- **Written tasks**
1) In the piece about jigsaw puzzles, what is the name of the dog?
2) How many lines of the records contain the string "fabric"? Case counts, and your reply should be the number alone.

- **Page excerpt**
-- Begin --

I enjoy jigsaw puzzles.
I love the challenge of figuring out how all of the pieces fit together to create the picture on the box. I enjoy the sorting and the arranging. Most of all, I enjoy that sense of accomplishment when the final piece is put into place and the picture is complete.
I enjoy the puzzle that comes in the box. However, it’s the puzzle from my iPad app that is more convenient – no pieces to fall on the floor or be eaten by Hank, the dog. It is no fun to be almost done with a puzzle and realize that there’s a piece that is half-chewed or completely missing.
Usually when Noah and I are watching tv, you will find me also working on a puzzle. (I think it drives Noah a little crazy that I’m doing several things at once, but why do one thing when you could do two? Unfortunately, my puzzle work prevents watching any show with sub-titles. Smile.)

-- End --

- **Dataset entries**
-- Begin --

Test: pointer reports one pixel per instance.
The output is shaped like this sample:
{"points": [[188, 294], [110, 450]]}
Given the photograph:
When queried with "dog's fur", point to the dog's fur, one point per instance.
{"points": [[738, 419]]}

-- End --
-- Begin --

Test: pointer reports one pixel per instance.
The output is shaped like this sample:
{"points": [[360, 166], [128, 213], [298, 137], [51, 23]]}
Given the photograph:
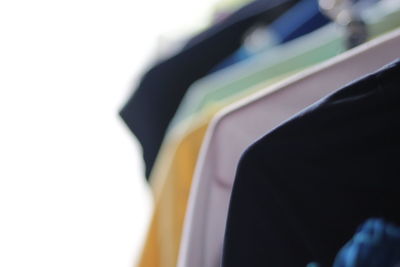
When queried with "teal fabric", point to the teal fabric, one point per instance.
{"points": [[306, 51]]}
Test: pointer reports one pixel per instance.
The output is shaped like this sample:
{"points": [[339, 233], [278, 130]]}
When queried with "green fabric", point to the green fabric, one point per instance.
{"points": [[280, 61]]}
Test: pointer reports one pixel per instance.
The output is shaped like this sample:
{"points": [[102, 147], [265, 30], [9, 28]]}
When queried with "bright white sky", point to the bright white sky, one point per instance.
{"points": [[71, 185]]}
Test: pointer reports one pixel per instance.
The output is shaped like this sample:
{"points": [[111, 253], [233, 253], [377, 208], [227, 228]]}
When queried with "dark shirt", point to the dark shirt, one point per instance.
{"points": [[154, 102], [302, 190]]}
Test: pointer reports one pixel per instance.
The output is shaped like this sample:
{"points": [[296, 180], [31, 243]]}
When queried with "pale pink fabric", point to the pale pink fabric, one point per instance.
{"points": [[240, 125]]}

-- End --

- **Results for the exercise**
1) Hank

2) 3